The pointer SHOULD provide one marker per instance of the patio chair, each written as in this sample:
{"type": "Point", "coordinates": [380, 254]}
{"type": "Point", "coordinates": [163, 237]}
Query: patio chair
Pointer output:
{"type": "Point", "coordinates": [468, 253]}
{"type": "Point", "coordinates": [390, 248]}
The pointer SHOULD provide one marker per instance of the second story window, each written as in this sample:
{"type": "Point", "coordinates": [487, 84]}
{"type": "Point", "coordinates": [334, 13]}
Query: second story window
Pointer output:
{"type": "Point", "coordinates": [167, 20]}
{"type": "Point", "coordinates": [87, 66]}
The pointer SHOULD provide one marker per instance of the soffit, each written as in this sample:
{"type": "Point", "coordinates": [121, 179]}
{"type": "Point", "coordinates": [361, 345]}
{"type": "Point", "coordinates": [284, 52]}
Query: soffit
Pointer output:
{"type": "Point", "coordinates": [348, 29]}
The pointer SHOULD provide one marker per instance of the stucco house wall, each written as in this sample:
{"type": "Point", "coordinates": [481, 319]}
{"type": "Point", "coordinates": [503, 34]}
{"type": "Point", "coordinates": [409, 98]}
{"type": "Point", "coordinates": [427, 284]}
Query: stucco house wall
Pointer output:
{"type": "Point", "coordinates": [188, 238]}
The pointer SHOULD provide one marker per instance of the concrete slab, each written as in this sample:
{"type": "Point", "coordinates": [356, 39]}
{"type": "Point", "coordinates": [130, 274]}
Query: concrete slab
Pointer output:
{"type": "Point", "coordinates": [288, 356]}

▸ REQUIRED ACTION:
Your reply should contain every entry, repeated exactly.

▸ ANSWER AREA:
The pointer SHOULD provide one marker per instance of the patio chair, each written as in this sample:
{"type": "Point", "coordinates": [380, 254]}
{"type": "Point", "coordinates": [163, 237]}
Query: patio chair
Pointer output:
{"type": "Point", "coordinates": [468, 253]}
{"type": "Point", "coordinates": [390, 248]}
The pointer SHOULD provide one marker per instance of the second story window, each written as in this sample:
{"type": "Point", "coordinates": [487, 84]}
{"type": "Point", "coordinates": [334, 13]}
Query: second story window
Pointer output:
{"type": "Point", "coordinates": [167, 20]}
{"type": "Point", "coordinates": [87, 66]}
The pointer SHOULD provide one marker per instance of the soffit, each written as in this sample:
{"type": "Point", "coordinates": [121, 179]}
{"type": "Point", "coordinates": [361, 345]}
{"type": "Point", "coordinates": [284, 52]}
Query: soffit
Pointer output:
{"type": "Point", "coordinates": [348, 29]}
The pointer SHOULD provide one marker per instance of the stucco house wall, each written as in this sample:
{"type": "Point", "coordinates": [481, 319]}
{"type": "Point", "coordinates": [503, 34]}
{"type": "Point", "coordinates": [409, 98]}
{"type": "Point", "coordinates": [427, 284]}
Query: stucco house wall
Pointer output:
{"type": "Point", "coordinates": [188, 238]}
The pointer SHOULD provide one marker per instance of the concrete slab, each written as in this sample:
{"type": "Point", "coordinates": [356, 39]}
{"type": "Point", "coordinates": [130, 274]}
Query: concrete slab
Pointer output:
{"type": "Point", "coordinates": [288, 356]}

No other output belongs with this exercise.